# [DOCUMENT PASSAGE]

Given that Brand attracted large audiences in Melbourne and Sydney when he toured Australia last June, thousands of Australians, perhaps tens of thousands, most of them probably under 40, have watched the interview and then, if Facebook and Twitter are any guide, have read Brand’s essay and are engaged in a furious debate on social media about Brand’s call for a revolution.

On The Huffington Post and on other digital news sites, there are angry rebuttals of Brand’s views, especially his call for people not to vote in any elections. These rebuttals are circulating on Facebook and Twitter. There is an intense and mostly intelligent debate going on involving many thousands of people.

This debate is not just about Brand’s essay and not just about the lack of any connection between Paxman and Brand in the interview, but also about the many failings of politicians and the ‘political system’ as well as mainstream journalism. Nothing much – if anything – about any of this has been covered by Australian newspapers or by commercial television and the ABC.

Australia is not Britain and it might be hard to imagine an Australian comedian leading a debate about whether ‘old’ politics is dying and whether the political system has atrophied and has turned malign, but many Australians are engaged in the Brand debate.

It is a mistake to dismiss people like Brand as clowns who lack the weight and gravitas of a Jeremy Paxman. Britain may not be Italy but still, in Italy the comedian Beppe Grillo’s Five Star Movement – which basically had no policies at all – won close to 25 per cent of the vote in the Italian election in February. This despite the fact that Silvio Berlusconi owned and controlled most of the Italian media.

# [SET PROBLEM A]
Which lines in the listing below contain the word "tail"? Extract each of them.

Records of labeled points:
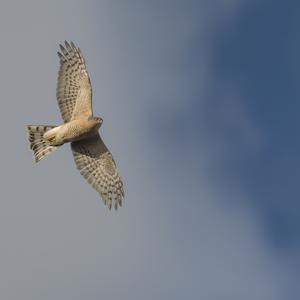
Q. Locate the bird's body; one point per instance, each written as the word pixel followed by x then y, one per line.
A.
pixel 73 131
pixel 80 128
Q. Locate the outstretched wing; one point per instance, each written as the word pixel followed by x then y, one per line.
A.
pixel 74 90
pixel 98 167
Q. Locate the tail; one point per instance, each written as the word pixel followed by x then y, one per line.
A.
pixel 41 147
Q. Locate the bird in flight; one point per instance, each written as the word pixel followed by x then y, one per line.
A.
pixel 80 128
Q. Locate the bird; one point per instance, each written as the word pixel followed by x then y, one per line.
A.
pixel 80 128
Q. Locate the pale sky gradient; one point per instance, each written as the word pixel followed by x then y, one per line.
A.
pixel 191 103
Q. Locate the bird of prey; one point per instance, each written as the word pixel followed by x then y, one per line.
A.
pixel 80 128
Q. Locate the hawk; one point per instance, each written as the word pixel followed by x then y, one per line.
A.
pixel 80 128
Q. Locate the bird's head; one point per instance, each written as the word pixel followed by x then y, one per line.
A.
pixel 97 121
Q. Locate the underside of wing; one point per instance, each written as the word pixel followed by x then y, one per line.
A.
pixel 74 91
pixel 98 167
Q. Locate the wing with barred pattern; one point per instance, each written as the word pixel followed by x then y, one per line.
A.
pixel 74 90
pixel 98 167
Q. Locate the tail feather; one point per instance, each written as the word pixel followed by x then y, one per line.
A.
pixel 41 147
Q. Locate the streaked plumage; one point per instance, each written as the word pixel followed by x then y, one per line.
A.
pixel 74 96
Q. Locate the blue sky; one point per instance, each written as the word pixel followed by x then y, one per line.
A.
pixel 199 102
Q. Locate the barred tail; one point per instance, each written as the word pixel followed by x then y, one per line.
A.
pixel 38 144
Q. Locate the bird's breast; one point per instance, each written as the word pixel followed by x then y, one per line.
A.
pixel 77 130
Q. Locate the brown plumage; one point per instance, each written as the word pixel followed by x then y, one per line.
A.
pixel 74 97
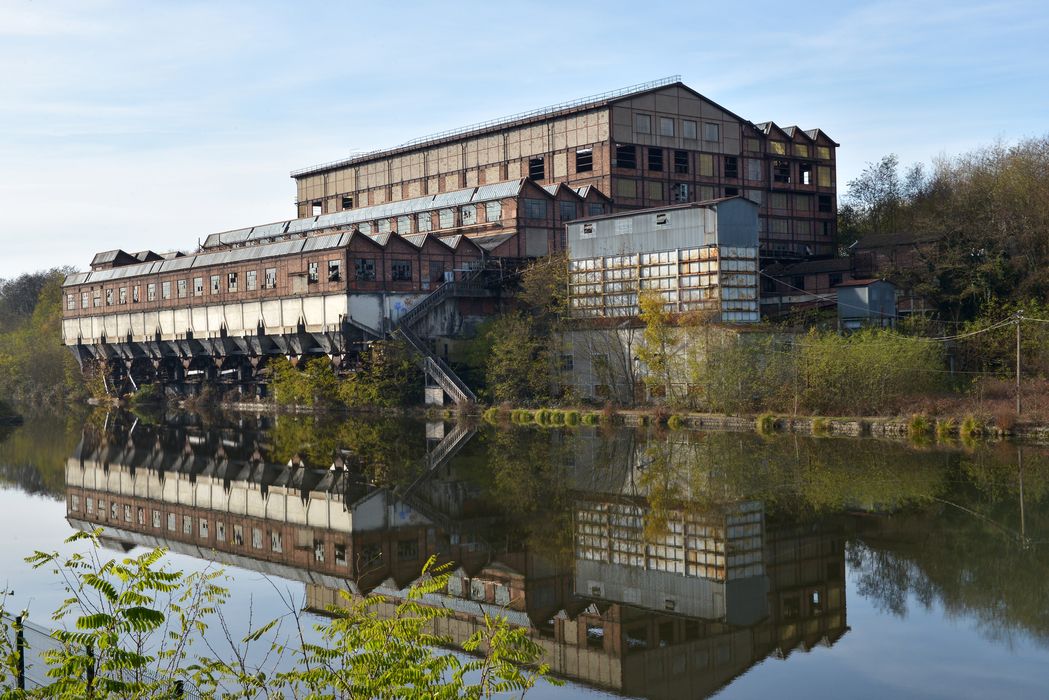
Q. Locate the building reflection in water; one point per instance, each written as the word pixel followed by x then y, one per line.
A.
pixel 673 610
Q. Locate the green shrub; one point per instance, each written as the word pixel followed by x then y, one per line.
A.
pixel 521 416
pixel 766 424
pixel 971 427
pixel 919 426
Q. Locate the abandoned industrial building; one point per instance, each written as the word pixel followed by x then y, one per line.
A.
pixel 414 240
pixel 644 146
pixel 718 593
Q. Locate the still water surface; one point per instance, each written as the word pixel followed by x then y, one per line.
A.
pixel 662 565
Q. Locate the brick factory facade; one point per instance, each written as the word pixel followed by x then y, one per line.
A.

# [SET PROBLEM B]
Which people are mentioned by name in the passage on the Brand debate above?

# [TASK SOLUTION A]
Q. Locate the tail; one point per instance, each written as the word pixel followed by x then y, one per line.
Q. Locate the tail feather; one point per instance, each written as the word pixel followed by x then y, one per line.
Q. Locate the barred tail; one point per instance, each written as the word pixel followed by x then y, one per line.

# [TASK SOLUTION B]
Brand
Jeremy Paxman
Beppe Grillo
Silvio Berlusconi